[THE PROBLEM]:
Please give back the material below word for word, every line of it, and leave out the pictures.

[INPUT ROWS]:

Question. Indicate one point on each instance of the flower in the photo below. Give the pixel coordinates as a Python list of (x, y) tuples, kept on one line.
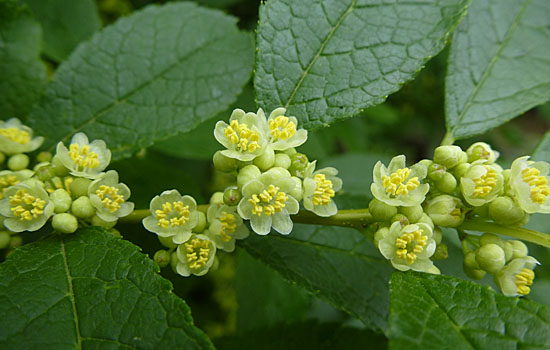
[(481, 183), (226, 226), (282, 130), (319, 189), (529, 185), (17, 138), (26, 207), (515, 278), (109, 197), (173, 215), (398, 185), (83, 158), (267, 203), (245, 137), (195, 256), (409, 247)]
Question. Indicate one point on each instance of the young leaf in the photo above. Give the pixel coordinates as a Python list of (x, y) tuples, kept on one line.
[(334, 263), (159, 71), (65, 24), (326, 60), (499, 64), (23, 75), (90, 290), (436, 312)]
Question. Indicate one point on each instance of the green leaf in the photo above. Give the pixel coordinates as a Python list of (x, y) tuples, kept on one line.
[(326, 60), (159, 71), (65, 24), (499, 65), (23, 74), (90, 290), (336, 264), (439, 312)]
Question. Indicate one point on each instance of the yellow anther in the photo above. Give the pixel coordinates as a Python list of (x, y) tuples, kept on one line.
[(16, 135), (281, 128), (395, 184), (539, 185), (173, 214)]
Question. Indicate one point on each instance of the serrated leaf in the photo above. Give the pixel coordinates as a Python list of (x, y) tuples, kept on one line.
[(499, 64), (326, 60), (441, 312), (65, 24), (23, 74), (90, 290), (336, 264), (159, 71)]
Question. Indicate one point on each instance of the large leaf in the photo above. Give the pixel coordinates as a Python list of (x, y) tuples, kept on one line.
[(65, 24), (499, 65), (327, 59), (22, 73), (90, 290), (336, 264), (159, 71), (440, 312)]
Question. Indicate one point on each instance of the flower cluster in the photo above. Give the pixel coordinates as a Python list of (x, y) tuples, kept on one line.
[(411, 205), (271, 179)]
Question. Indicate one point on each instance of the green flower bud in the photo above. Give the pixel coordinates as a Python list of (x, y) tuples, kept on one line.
[(82, 208), (282, 160), (246, 174), (62, 200), (505, 211), (232, 196), (381, 211), (64, 223), (223, 163), (445, 210), (490, 258), (414, 213), (162, 258), (18, 162), (447, 184)]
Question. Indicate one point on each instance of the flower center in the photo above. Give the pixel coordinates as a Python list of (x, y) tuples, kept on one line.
[(410, 244), (485, 183), (109, 197), (539, 185), (269, 201), (324, 192), (197, 252), (16, 135), (172, 214), (26, 206), (82, 157), (241, 136), (395, 184), (524, 279), (228, 226), (281, 128)]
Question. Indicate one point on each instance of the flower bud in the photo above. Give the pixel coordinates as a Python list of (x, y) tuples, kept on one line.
[(224, 164), (62, 200), (64, 223), (381, 211), (18, 162), (445, 210), (505, 211), (82, 208), (490, 258), (449, 156), (162, 258)]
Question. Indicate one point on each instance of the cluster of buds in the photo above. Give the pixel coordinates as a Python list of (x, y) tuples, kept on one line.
[(270, 180), (70, 187), (412, 204)]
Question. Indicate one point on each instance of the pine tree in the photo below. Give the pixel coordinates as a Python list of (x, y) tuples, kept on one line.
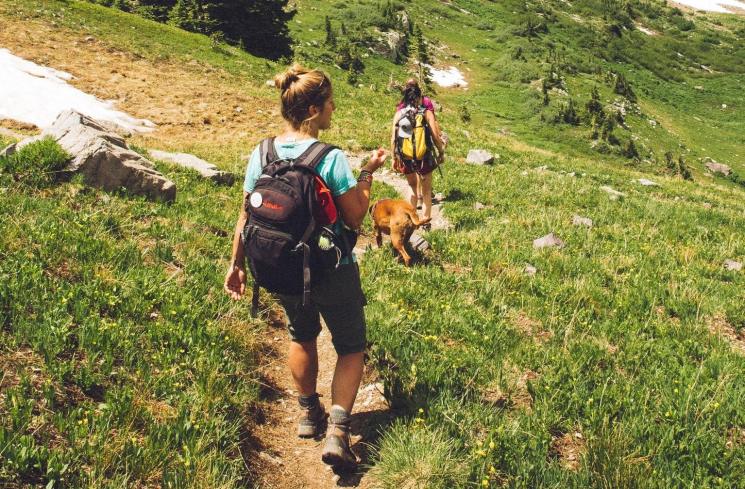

[FINISHED ANSWER]:
Question. Indicate one point on each instance of the flower in the photo below. Give the pixel coordinates as a Python list of (x, y) tuples, kept on one line.
[(481, 183), (226, 226), (282, 130), (319, 189), (529, 185), (17, 138), (26, 207), (515, 278), (109, 197), (173, 215), (398, 185), (83, 158), (267, 203), (245, 137), (195, 256), (409, 247)]
Question. Indicate one point on each instance of the young leaf in the photo above. Give the pixel coordinates as a Python list of (x, y) tuples, kept on one line.
[(334, 263), (159, 71), (65, 24), (326, 60), (499, 64), (23, 75), (90, 290), (436, 312)]
Question. Indicate one point on each instance of the green leaf in the photo above. Give the pixel coordinates as a Python list of (x, y) tuples, kept on one line.
[(326, 60), (159, 71), (65, 24), (499, 65), (23, 74), (90, 290), (336, 264), (439, 312)]
Question. Indicate one point on each instance of the yellow anther in the photo above. Give the pixel coordinates as a Python list of (x, y) tuples, kept on one line.
[(16, 135), (281, 128), (395, 184), (539, 185), (173, 214)]
Question. Indicate one point on each instance of the serrated leaf in the photo above. Give the pixel coordinates as a Python list of (x, y) tuples, kept on one line.
[(499, 64), (326, 60), (441, 312), (65, 24), (23, 74), (90, 290), (336, 264), (159, 71)]
Question. Indicate one point on each instance of the large leaf in the photo above. Give the pixel coordinates as a Python list of (x, y) tuples, kept on one line.
[(65, 24), (499, 65), (327, 59), (22, 73), (90, 290), (336, 264), (159, 71), (440, 312)]
Question. Indicate one point on each instance of the flower cluster in the photo above. Give the pixel coordinates as a Python list of (x, y) tuples, kept on one line.
[(411, 205), (271, 179)]
Question. Indicate one point on each instance of the green flower bud in the photo above. Give the pixel coordinates as a Python list of (x, y) tuples, kept on one line.
[(82, 208), (282, 160), (246, 174), (62, 200), (505, 211), (232, 196), (381, 211), (64, 223), (223, 163), (445, 210), (490, 258), (414, 213), (162, 258), (18, 162), (447, 184)]
Question. Indicate one point on each instance of the flower center in the photo above. Give the pixel coordinates as a Python list of (x, y) tuples, kept on one line.
[(410, 244), (485, 183), (109, 197), (539, 185), (269, 201), (324, 192), (197, 252), (16, 135), (172, 214), (26, 206), (82, 157), (241, 136), (395, 184), (524, 279), (228, 226), (281, 128)]
Question. Indicate one point on each instance of the flower bud in the photo above. Give the pixel coordinates as a Python list of (x, y) tuples, kept on one line.
[(224, 164), (62, 200), (64, 223), (381, 211), (18, 162), (445, 210), (505, 211), (82, 208), (490, 258), (449, 156), (162, 258)]
Question. Indicate one point on each instance of the cluster of buds in the photo above. Give the pixel coordinates as a Python list of (x, y) tuples, kept on one line.
[(270, 180), (70, 187), (412, 204)]
Question. Indicate one point on each instance of the pine tree in the photo below. Give the pixel coordinates as a Python list of (x, y) tuples, kept on one line.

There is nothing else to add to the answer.